__Work to do__:
Starting at the line that contains "outline blond boy" and ending with the last of the rows, give every line again. Keep the requests and their format samples unchanged, but rescale each coordinate in the answer outlines by multiplying it by 1.8 and rounding to a whole number, with halves rounded up.

::: Records for the exercise

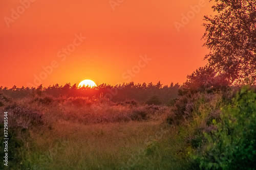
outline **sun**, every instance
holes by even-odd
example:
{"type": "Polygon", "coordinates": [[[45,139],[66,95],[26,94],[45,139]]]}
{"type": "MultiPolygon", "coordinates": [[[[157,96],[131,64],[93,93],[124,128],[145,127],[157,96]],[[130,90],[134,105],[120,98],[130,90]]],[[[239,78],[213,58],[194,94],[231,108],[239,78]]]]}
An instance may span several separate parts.
{"type": "Polygon", "coordinates": [[[96,83],[94,83],[93,81],[91,80],[84,80],[82,81],[81,82],[80,82],[79,84],[78,85],[78,87],[81,87],[83,86],[84,86],[86,87],[89,86],[89,87],[91,87],[97,86],[96,83]]]}

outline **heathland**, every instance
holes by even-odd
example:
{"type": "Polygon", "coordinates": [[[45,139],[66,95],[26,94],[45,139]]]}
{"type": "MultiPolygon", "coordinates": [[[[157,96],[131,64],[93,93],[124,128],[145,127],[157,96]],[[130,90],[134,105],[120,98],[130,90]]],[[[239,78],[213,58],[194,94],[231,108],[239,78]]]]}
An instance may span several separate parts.
{"type": "Polygon", "coordinates": [[[1,87],[0,134],[8,112],[9,138],[8,166],[1,169],[255,168],[253,86],[196,92],[158,84],[1,87]],[[129,90],[150,94],[131,99],[129,90]],[[167,101],[163,91],[172,94],[167,101]]]}

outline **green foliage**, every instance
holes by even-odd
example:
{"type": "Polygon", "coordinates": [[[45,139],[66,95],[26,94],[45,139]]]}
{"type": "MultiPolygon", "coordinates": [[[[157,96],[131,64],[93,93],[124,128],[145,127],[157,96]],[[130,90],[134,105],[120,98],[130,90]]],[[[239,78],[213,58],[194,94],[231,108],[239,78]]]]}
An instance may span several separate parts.
{"type": "MultiPolygon", "coordinates": [[[[1,139],[0,140],[1,142],[1,148],[0,150],[0,157],[3,158],[5,155],[6,152],[4,151],[5,144],[4,142],[5,140],[4,139],[4,124],[0,124],[0,136],[1,136],[1,139]]],[[[20,150],[22,147],[23,146],[24,143],[23,141],[18,137],[18,134],[22,135],[26,135],[27,132],[26,131],[20,131],[14,132],[14,130],[11,130],[11,129],[9,128],[8,130],[8,166],[6,167],[4,165],[4,162],[3,161],[3,158],[1,158],[2,161],[0,164],[0,169],[12,169],[14,168],[15,169],[18,169],[17,167],[20,168],[21,165],[19,163],[21,162],[22,160],[22,156],[20,153],[20,150]]]]}
{"type": "Polygon", "coordinates": [[[204,45],[210,50],[205,59],[218,72],[225,73],[231,83],[245,78],[255,82],[256,2],[215,1],[212,9],[218,13],[205,16],[208,23],[203,24],[206,40],[204,45]]]}
{"type": "Polygon", "coordinates": [[[256,93],[244,87],[214,119],[217,130],[205,132],[206,141],[191,155],[201,169],[255,169],[256,93]]]}

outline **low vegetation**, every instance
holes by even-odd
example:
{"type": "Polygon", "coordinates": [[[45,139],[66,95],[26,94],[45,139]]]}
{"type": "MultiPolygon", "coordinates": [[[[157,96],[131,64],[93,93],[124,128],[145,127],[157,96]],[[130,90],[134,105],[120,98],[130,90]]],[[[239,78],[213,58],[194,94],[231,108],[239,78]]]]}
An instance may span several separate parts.
{"type": "MultiPolygon", "coordinates": [[[[20,98],[3,93],[0,110],[8,112],[10,127],[8,167],[254,169],[253,88],[181,94],[167,106],[55,98],[44,91],[20,98]]],[[[3,122],[1,128],[3,133],[3,122]]]]}

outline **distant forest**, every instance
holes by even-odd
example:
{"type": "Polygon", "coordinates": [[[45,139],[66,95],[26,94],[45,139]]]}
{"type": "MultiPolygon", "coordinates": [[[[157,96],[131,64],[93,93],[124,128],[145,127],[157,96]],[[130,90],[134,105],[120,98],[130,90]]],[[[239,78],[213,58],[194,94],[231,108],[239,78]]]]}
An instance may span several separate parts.
{"type": "Polygon", "coordinates": [[[114,102],[135,100],[148,104],[172,105],[178,97],[178,91],[181,88],[179,83],[172,83],[169,86],[163,86],[160,81],[157,84],[153,83],[134,84],[132,82],[115,86],[103,83],[93,88],[88,86],[78,88],[76,84],[71,85],[70,83],[67,83],[64,86],[56,84],[47,87],[41,85],[37,88],[23,86],[17,88],[14,85],[9,89],[1,86],[0,93],[13,99],[36,95],[55,98],[88,97],[90,99],[103,99],[114,102]]]}

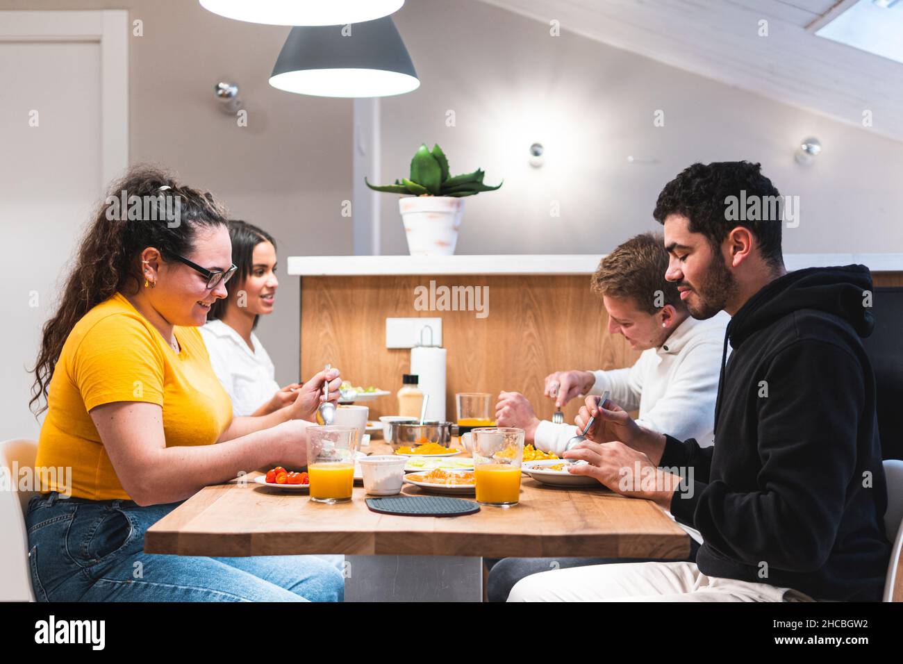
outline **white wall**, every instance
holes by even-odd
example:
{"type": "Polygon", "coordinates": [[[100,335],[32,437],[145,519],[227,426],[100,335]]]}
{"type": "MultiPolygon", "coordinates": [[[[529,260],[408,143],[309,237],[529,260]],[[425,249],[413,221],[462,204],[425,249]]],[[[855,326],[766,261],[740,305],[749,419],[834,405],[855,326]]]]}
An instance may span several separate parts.
{"type": "MultiPolygon", "coordinates": [[[[0,0],[0,10],[110,8],[127,9],[130,22],[139,19],[144,28],[144,36],[129,37],[130,162],[174,170],[219,196],[233,217],[276,238],[280,290],[275,313],[261,321],[257,334],[276,379],[297,380],[298,279],[285,274],[285,264],[294,255],[351,253],[351,220],[340,215],[342,201],[351,198],[351,100],[271,88],[267,79],[289,28],[222,18],[197,0],[0,0]],[[240,87],[247,127],[216,106],[213,86],[224,77],[240,87]]],[[[77,209],[69,214],[70,232],[30,232],[21,249],[70,255],[87,215],[77,209]]]]}
{"type": "MultiPolygon", "coordinates": [[[[903,250],[903,145],[476,0],[417,0],[395,15],[422,85],[382,100],[382,180],[406,176],[421,142],[452,173],[505,179],[464,199],[459,254],[607,253],[658,228],[662,186],[694,162],[762,164],[800,197],[787,253],[903,250]],[[665,126],[653,126],[656,109],[665,126]],[[456,126],[446,126],[448,110],[456,126]],[[796,145],[818,136],[812,168],[796,145]],[[527,151],[545,145],[534,169],[527,151]],[[629,164],[628,155],[658,160],[629,164]],[[550,216],[558,201],[561,217],[550,216]]],[[[383,194],[383,253],[406,253],[397,196],[383,194]]]]}

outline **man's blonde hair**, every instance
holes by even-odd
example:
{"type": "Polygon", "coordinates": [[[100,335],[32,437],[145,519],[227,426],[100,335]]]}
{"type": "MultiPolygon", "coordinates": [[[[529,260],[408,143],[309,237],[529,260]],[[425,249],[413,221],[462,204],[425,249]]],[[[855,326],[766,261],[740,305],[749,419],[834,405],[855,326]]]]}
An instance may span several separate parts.
{"type": "Polygon", "coordinates": [[[683,311],[685,306],[676,284],[665,279],[667,268],[665,238],[659,233],[642,233],[602,258],[591,287],[600,295],[633,300],[647,313],[655,313],[665,304],[683,311]]]}

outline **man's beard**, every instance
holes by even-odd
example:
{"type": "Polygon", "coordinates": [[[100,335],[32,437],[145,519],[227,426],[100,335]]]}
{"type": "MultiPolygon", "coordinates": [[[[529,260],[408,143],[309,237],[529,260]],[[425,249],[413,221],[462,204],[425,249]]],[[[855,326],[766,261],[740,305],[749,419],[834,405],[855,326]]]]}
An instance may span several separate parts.
{"type": "Polygon", "coordinates": [[[712,257],[705,277],[698,288],[693,288],[698,302],[691,304],[687,300],[686,308],[694,318],[704,321],[724,309],[728,300],[737,293],[737,280],[724,265],[721,252],[712,257]]]}

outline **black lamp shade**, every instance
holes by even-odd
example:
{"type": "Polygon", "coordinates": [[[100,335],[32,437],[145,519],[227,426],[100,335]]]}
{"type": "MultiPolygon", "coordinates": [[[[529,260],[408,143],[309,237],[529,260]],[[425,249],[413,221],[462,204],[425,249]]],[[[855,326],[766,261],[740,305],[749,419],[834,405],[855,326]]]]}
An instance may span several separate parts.
{"type": "Polygon", "coordinates": [[[384,16],[292,28],[270,85],[318,97],[386,97],[416,89],[420,80],[395,23],[384,16]]]}

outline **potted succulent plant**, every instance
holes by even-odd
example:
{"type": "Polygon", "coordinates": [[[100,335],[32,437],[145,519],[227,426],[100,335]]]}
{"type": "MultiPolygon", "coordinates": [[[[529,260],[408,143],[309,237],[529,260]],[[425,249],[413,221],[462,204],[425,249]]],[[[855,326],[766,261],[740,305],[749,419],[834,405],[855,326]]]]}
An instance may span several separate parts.
{"type": "Polygon", "coordinates": [[[411,160],[410,177],[383,186],[370,184],[367,178],[364,182],[375,192],[409,194],[398,201],[398,208],[411,256],[451,256],[464,212],[461,199],[502,186],[502,182],[495,187],[483,184],[483,175],[482,169],[478,168],[473,173],[450,176],[448,159],[442,148],[436,145],[430,150],[421,145],[411,160]]]}

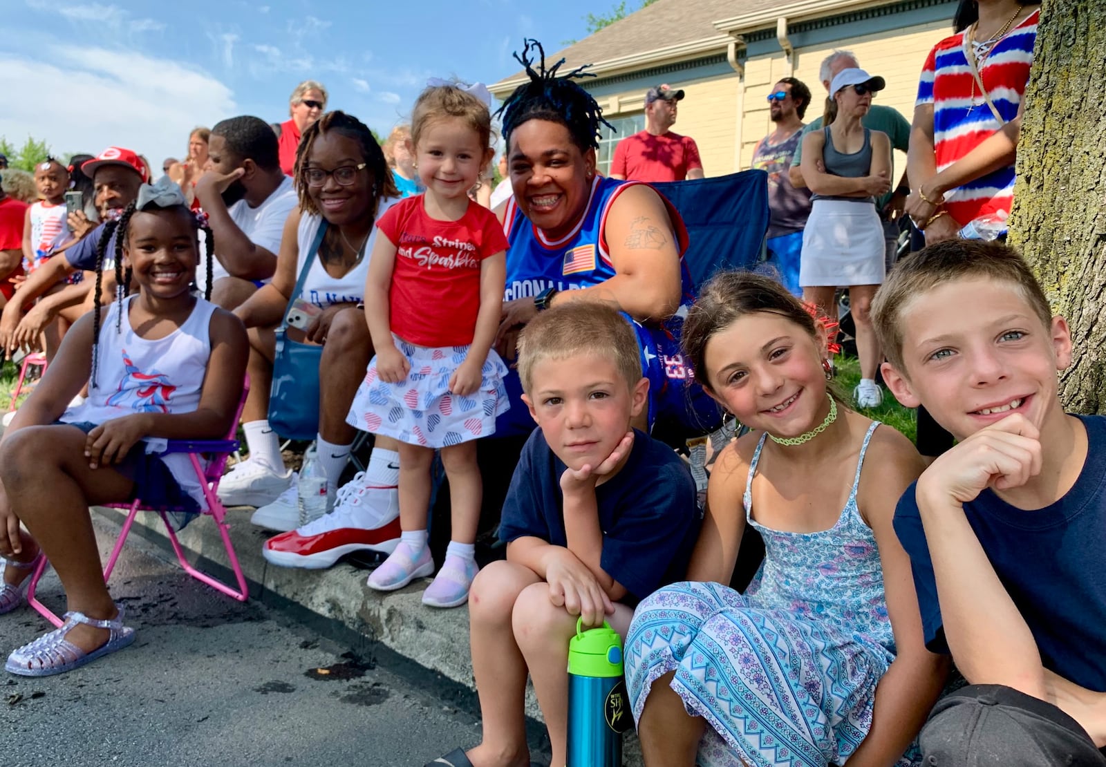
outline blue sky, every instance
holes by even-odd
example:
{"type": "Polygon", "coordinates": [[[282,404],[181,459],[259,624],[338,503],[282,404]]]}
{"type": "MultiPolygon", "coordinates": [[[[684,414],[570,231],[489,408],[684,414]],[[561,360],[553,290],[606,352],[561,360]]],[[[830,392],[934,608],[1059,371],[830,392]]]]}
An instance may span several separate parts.
{"type": "Polygon", "coordinates": [[[0,136],[30,134],[60,154],[119,145],[155,168],[196,125],[288,118],[302,80],[380,134],[427,77],[491,83],[518,71],[523,36],[550,52],[586,34],[614,0],[307,2],[4,0],[0,136]]]}

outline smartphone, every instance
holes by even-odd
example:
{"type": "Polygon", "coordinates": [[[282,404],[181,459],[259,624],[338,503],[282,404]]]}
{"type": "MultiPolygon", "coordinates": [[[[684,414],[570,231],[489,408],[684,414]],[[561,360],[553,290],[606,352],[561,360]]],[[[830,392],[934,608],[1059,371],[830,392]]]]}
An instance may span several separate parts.
{"type": "Polygon", "coordinates": [[[65,192],[65,214],[70,216],[79,210],[84,210],[84,192],[80,189],[71,189],[65,192]]]}
{"type": "Polygon", "coordinates": [[[288,313],[288,324],[306,330],[322,313],[323,311],[314,304],[296,298],[292,302],[292,311],[288,313]]]}

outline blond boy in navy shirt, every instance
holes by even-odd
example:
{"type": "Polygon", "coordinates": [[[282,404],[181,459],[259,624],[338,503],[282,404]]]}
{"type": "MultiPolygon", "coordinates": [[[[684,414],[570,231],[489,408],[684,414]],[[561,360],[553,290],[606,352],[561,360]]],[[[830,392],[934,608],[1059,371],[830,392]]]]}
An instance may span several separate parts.
{"type": "Polygon", "coordinates": [[[888,387],[959,441],[895,516],[927,645],[969,682],[926,764],[1106,765],[1106,418],[1061,404],[1066,322],[1015,251],[960,240],[899,262],[873,312],[888,387]]]}
{"type": "Polygon", "coordinates": [[[522,450],[492,563],[469,599],[483,740],[431,765],[530,764],[526,676],[565,761],[568,639],[576,620],[623,637],[634,606],[684,578],[699,532],[696,488],[668,446],[630,427],[649,381],[617,309],[573,302],[542,312],[520,342],[523,399],[539,429],[522,450]]]}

::::::

__Finished exercise__:
outline blond boy in navy shirt, every instance
holes by even-odd
example:
{"type": "Polygon", "coordinates": [[[282,404],[181,459],[259,624],[338,503],[282,404]]]}
{"type": "MultiPolygon", "coordinates": [[[[684,414],[570,231],[489,408],[684,414]],[[561,360],[553,290],[606,352],[561,360]]],[[[830,392],[934,608],[1059,371],[830,392]]]]}
An instance may span several separate parts.
{"type": "Polygon", "coordinates": [[[1598,697],[1726,794],[1611,929],[1669,1161],[1744,1228],[1667,1375],[1991,1377],[1991,752],[1910,727],[1919,580],[1827,452],[1728,432],[1618,472],[1571,562],[1598,697]]]}
{"type": "Polygon", "coordinates": [[[940,810],[886,1013],[844,1078],[869,1332],[776,1377],[954,1375],[947,1217],[1017,1370],[1022,1150],[1037,1116],[1121,1147],[1141,1091],[1231,1040],[1258,958],[1253,878],[1202,803],[1134,769],[1168,686],[1111,556],[1031,544],[976,562],[936,616],[941,718],[970,772],[940,810]]]}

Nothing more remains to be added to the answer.